▸ **Task objective**
Repeat exactly, and only, the lines from the one holding "If you could point to the white" through the last line of the records below.

──────── Records provided ────────

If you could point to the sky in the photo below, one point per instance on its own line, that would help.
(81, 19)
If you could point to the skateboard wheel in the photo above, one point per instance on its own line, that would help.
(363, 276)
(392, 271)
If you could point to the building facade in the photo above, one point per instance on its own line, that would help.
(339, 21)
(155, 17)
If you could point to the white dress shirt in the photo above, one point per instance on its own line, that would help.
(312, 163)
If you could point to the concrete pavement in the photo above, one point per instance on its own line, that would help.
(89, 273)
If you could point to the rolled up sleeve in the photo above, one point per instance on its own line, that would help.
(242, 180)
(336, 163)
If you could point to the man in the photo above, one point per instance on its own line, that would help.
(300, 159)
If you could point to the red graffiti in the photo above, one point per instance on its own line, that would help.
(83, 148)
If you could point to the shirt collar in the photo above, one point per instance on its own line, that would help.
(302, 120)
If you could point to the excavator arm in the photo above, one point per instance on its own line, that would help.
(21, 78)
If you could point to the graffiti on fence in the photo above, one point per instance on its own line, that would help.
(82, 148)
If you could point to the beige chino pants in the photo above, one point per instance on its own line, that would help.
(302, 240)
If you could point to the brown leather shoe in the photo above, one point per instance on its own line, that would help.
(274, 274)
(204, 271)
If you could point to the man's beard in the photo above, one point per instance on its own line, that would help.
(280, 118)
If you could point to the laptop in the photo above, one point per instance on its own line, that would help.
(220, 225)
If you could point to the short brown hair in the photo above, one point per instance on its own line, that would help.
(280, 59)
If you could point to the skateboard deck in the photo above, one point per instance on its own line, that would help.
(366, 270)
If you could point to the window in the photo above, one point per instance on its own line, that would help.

────────

▸ **In response**
If you could point to the white dress shirt in the photo above, one point per instance on its own line, that would help.
(312, 163)
If you could point to the concrete pavement in the photo above, one point per instance on its own line, that would help.
(89, 273)
If you could point to the rolled up sleeve in the photo above, one point per instance on its own line, that would help.
(242, 180)
(336, 163)
If you could point to the man in the photo above, one point per instance on its own line, that would help.
(300, 159)
If you could point to the red graffiti in the photo above, one point per instance on its own line, that would help.
(83, 148)
If you could point to the shirt collar in the photo above, one point per instance on its own line, that would help.
(302, 120)
If you could point to the excavator arm in the photo above, one point per instance on its own line, that would help.
(21, 78)
If you could point to the graffiti on fence in the photo above, one point per instance on its own line, that would help.
(82, 148)
If you could point to the beige chino pants in the photo above, one point per instance on its own line, that would help.
(302, 240)
If you could point to the brown leather shoe in the photo above, one point per instance on its own line, that would help.
(274, 274)
(204, 271)
If you could point to the man's beard in the photo above, one point per instance on its own line, that would help.
(280, 118)
If you could point to the laptop in the photo above, one point per instance on its own line, that would help.
(220, 225)
If you could point to the short brown hair in the photo above, one point per instance on its own line, that would help.
(280, 59)
If you could point to the skateboard deck in the photo above, one point per instance on its own line, that would help.
(366, 270)
If you could point to the window in the photo above, one point per instance on its own line, that would help.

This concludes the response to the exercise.